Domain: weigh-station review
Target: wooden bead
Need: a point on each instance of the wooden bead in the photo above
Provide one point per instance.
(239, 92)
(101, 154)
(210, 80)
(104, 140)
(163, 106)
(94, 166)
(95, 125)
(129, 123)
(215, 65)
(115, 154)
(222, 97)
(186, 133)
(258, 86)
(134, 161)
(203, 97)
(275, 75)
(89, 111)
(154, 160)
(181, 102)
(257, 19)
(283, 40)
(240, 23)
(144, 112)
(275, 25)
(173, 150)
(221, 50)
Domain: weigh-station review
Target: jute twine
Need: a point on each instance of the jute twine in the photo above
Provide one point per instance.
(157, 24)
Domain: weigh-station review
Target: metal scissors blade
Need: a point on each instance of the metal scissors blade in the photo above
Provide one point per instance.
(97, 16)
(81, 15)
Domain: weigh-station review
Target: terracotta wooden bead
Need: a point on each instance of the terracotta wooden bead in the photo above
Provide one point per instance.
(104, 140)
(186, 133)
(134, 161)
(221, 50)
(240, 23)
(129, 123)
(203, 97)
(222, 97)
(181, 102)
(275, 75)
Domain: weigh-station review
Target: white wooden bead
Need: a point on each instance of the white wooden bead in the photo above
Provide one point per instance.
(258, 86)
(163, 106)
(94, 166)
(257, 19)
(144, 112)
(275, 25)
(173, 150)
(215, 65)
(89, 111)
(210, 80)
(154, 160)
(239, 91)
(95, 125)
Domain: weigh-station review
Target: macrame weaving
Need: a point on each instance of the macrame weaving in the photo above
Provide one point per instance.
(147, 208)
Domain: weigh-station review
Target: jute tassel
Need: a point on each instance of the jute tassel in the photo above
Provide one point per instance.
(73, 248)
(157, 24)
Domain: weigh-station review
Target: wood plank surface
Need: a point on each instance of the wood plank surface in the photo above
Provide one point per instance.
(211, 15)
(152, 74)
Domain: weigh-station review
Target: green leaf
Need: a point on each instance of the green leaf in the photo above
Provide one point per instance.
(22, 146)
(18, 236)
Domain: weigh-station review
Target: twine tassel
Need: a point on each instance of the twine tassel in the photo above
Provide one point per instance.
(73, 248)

====================

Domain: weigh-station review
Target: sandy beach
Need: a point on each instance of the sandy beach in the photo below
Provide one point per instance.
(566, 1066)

====================

* **ACTIVITY**: From the data above, gather every line that includes the word "wooden".

* **TASK ANSWER**:
Target: wooden bead
Need: a point on each instance of the wooden bead in the photo above
Target: terracotta wooden bead
Need: a point on each instance of the terracotta wooden bead in the photo above
Target: white wooden bead
Need: a point on each instance of the white wooden bead in the photo above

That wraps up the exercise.